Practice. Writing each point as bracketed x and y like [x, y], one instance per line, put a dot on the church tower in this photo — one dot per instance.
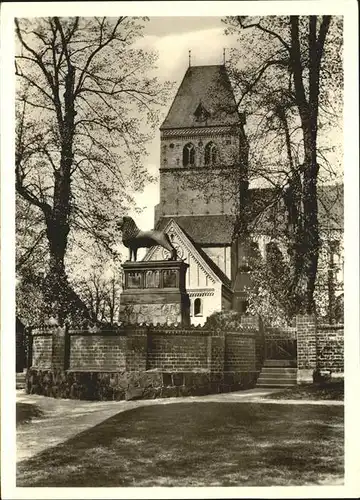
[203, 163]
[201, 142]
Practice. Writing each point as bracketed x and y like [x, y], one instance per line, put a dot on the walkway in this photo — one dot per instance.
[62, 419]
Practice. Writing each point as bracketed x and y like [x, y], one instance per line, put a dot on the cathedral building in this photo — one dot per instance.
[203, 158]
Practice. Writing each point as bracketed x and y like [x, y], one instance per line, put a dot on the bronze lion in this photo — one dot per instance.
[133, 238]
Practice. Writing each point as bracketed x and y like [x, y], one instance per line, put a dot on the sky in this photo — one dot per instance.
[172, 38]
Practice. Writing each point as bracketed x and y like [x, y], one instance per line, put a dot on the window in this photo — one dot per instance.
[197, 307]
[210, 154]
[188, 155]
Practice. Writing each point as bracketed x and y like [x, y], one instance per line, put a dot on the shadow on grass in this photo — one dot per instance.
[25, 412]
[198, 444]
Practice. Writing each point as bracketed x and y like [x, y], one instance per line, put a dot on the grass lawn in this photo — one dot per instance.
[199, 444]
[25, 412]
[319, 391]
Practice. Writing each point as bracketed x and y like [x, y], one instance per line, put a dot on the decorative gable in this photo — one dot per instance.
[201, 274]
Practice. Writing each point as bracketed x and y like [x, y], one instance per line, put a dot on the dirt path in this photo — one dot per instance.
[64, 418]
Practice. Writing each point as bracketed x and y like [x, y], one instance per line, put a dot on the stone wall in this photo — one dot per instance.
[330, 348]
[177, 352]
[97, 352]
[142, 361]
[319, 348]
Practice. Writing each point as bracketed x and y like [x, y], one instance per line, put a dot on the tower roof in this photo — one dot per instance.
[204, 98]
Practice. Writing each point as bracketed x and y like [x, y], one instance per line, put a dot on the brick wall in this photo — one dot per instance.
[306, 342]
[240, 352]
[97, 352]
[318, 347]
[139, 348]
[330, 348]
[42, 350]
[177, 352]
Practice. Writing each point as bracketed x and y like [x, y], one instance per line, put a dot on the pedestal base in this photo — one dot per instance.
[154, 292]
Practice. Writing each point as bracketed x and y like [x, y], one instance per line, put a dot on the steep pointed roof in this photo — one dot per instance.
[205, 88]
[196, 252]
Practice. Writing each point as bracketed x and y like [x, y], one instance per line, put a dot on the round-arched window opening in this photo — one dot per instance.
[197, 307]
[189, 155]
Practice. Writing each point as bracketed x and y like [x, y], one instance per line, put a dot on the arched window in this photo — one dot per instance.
****
_Brief_.
Please rewrite the material from the line that contains "on the pedestal" through the end of the material, with "steep" replaced by "tall" and everything else unchanged.

_Solution to the exercise_.
Practice. Writing each point as bracketed x and y like [x, y], one instance per line, put a dot on the pedestal base in this photo — one dot per instance.
[154, 292]
Practice. Writing each point as bracketed x and y like [x, y], one instance per line, put a dot on the tall pointed roof in this photo — one dot per instance.
[205, 88]
[196, 252]
Practice. Writing each point as bracketed x and y like [x, y], one instance per line, put a dot on the round-arched window opening in this photo — one dot per instance.
[197, 307]
[189, 155]
Practice. Writing each point as bracketed x and y like [x, y], one instance per line, put a dot on the arched window in this photo — one dot per instance.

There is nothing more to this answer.